---- Brano di testo
A sorpresa, Papa
Francesco ha concluso il Sinodo con un discorso importante e impegnativo, che
contiene una vigorosa messa in guardia contro deviazioni dottrinali sia
“tradizionaliste” sia “progressiste” e un fortissimo – non consueto per Papa
Bergoglio – richiamo a riconoscere con obbedienza l’autorità del Papa nella sua
direzione ordinaria e quotidiana della Chiesa e non solo nel Magistero
straordinario
Eminenze, Beatitudini,
Eccellenze, fratelli e sorelle,
Con un cuore pieno di
riconoscenza e di gratitudine vorrei ringraziare, assieme a voi, il Signore che
ci ha accompagnato e ci ha guidato nei giorni passati, con la
luce dello
Spirito Santo!
Ringrazio di cuore il signor
cardinale Lorenzo Baldisseri, Segretario Generale del Sinodo, S.E. Mons. Fabio
Fabene, Sotto-segretario, e con loro ringrazio il Relatore il cardinale Péter
Erdő, che ha lavorato tanto anche nei giorni del lutto familiare, e il
Segretario Speciale S.E. Mons. Bruno Forte, i tre Presidenti delegati, gli
scrittori, i consultori, i traduttori e gli anonimi, tutti coloro che hanno
lavorato con vera fedeltà dietro le quinte e totale dedizione alla Chiesa e
senza sosta: grazie tante!
Ringrazio ugualmente tutti voi,
cari Padri Sinodali, Delegati Fraterni, Uditori, Uditrici e Assessori per la
vostra partecipazione attiva e fruttuosa. Vi porterò nella preghiera, chiedendo
al Signore di ricompensarvi con l'abbondanza dei Suoi doni di grazia!
Potrei dire serenamente che - con
uno spirito di collegialità e di sinodalità - abbiamo vissuto davvero
un'esperienza di "Sinodo", un percorso solidale, un "cammino
insieme".
--------
---- Materiale
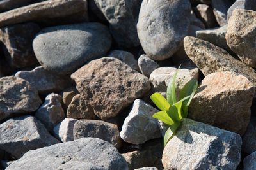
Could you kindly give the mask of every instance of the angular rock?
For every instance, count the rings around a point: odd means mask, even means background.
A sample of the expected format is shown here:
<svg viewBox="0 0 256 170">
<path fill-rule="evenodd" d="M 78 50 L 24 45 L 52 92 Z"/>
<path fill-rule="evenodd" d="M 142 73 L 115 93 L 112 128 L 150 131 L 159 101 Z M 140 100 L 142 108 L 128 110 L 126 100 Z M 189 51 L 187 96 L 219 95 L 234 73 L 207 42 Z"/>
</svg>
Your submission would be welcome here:
<svg viewBox="0 0 256 170">
<path fill-rule="evenodd" d="M 35 38 L 33 47 L 44 68 L 67 74 L 105 55 L 111 44 L 106 26 L 88 22 L 45 28 Z"/>
<path fill-rule="evenodd" d="M 40 94 L 58 92 L 72 84 L 69 76 L 60 76 L 39 66 L 31 71 L 20 71 L 15 76 L 23 78 L 34 86 Z"/>
<path fill-rule="evenodd" d="M 4 45 L 5 57 L 13 68 L 22 68 L 38 63 L 32 41 L 40 31 L 35 23 L 17 24 L 0 29 L 0 41 Z"/>
<path fill-rule="evenodd" d="M 159 65 L 151 59 L 147 55 L 141 55 L 138 60 L 138 65 L 142 74 L 147 77 L 153 71 L 159 67 Z"/>
<path fill-rule="evenodd" d="M 12 118 L 0 124 L 0 149 L 16 158 L 31 150 L 60 143 L 34 117 Z"/>
<path fill-rule="evenodd" d="M 45 101 L 36 111 L 35 116 L 40 120 L 49 131 L 65 118 L 61 106 L 62 98 L 58 94 L 51 93 L 45 97 Z"/>
<path fill-rule="evenodd" d="M 240 162 L 239 134 L 185 118 L 166 145 L 164 169 L 236 169 Z"/>
<path fill-rule="evenodd" d="M 188 0 L 143 1 L 137 30 L 146 54 L 156 60 L 172 57 L 187 35 L 191 10 Z"/>
<path fill-rule="evenodd" d="M 25 80 L 13 76 L 0 78 L 0 121 L 35 111 L 41 103 L 36 89 Z"/>
<path fill-rule="evenodd" d="M 52 20 L 56 23 L 61 18 L 73 22 L 88 21 L 87 1 L 44 1 L 16 8 L 0 13 L 0 27 L 30 21 L 49 22 Z"/>
<path fill-rule="evenodd" d="M 225 50 L 193 37 L 187 36 L 184 41 L 186 53 L 204 75 L 217 71 L 231 71 L 243 75 L 256 87 L 255 71 L 234 59 Z"/>
<path fill-rule="evenodd" d="M 113 145 L 116 148 L 122 145 L 116 125 L 102 120 L 79 120 L 74 125 L 74 139 L 84 137 L 98 138 Z"/>
<path fill-rule="evenodd" d="M 233 11 L 227 30 L 227 43 L 246 65 L 256 67 L 256 11 Z"/>
<path fill-rule="evenodd" d="M 254 92 L 244 76 L 228 71 L 211 73 L 198 87 L 188 117 L 242 136 L 250 122 Z"/>
<path fill-rule="evenodd" d="M 53 129 L 53 133 L 62 142 L 74 141 L 73 128 L 76 119 L 66 118 Z"/>
<path fill-rule="evenodd" d="M 91 61 L 71 78 L 94 113 L 103 120 L 115 117 L 150 89 L 148 78 L 113 57 Z"/>
<path fill-rule="evenodd" d="M 96 119 L 93 109 L 80 94 L 73 97 L 67 111 L 67 117 L 72 118 Z"/>
<path fill-rule="evenodd" d="M 98 138 L 74 141 L 31 150 L 8 169 L 124 169 L 125 160 L 116 148 Z"/>
<path fill-rule="evenodd" d="M 136 99 L 120 132 L 125 142 L 139 145 L 161 136 L 157 120 L 152 115 L 159 111 L 141 99 Z"/>
</svg>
--------
• _Cosa fare_: Nel brano sul discorso di chiusura del Sinodo, chi viene indicato come Segretario Generale del Sinodo? Le righe non hanno alcun legame con il brano.

• _Risultato_: Il cardinale Lorenzo Baldisseri.